• Task to carry out
In the entries below, find the line with "Query: white ceramic bowl" and the line with "Query: parsley sprig garnish". Print those two and everything between them exactly, and nothing else.
Records provided below:
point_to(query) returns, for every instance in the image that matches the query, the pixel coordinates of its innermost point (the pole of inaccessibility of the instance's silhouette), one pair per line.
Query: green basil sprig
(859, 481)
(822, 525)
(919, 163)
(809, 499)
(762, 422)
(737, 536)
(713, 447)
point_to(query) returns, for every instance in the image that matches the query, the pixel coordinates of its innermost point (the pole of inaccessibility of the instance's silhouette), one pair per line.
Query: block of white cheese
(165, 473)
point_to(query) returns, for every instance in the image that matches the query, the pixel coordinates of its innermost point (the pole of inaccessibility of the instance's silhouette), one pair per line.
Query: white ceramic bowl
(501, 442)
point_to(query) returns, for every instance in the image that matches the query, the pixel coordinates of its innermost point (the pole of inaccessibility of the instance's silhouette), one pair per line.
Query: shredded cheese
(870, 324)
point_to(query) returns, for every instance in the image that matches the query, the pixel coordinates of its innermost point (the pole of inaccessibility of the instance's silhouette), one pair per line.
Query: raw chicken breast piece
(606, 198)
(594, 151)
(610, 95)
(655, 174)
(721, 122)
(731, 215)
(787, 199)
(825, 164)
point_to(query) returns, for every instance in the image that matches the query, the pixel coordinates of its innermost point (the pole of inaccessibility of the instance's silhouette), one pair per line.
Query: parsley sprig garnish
End of Records provided.
Records provided below:
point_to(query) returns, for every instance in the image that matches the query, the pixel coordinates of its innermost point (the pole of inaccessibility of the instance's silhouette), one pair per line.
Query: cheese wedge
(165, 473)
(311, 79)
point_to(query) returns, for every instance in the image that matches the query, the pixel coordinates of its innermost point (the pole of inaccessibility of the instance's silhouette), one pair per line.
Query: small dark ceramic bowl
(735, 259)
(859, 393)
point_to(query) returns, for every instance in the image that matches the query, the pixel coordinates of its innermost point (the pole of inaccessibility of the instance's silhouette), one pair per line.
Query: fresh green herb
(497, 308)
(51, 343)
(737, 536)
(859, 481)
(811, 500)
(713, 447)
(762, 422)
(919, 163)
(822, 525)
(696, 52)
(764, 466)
End of Records provided.
• Answer below
Query: white ceramic bowl
(501, 442)
point_to(query) returns, for every instance in the image that matches the query, the pixel coordinates of its innermost point (the pole of inaccessibility of the instance's silhouette), one pair per line.
Query: shredded cheese
(870, 324)
point_to(query) returns, for every instance in the image that matches the query, the pixel coordinates of its innermost point (the pole of inaccessibility of the instance's silhouette), one pair per line.
Query: raw chicken breast piece
(606, 198)
(594, 151)
(610, 95)
(655, 174)
(721, 122)
(731, 215)
(787, 199)
(825, 164)
point_to(query) returns, for every instance in the image that matches the query, the pixel coordinates of its innermost point (the pole of inaccessibility of the instance's silhouette), one pair per line.
Query: parsley sprig garnish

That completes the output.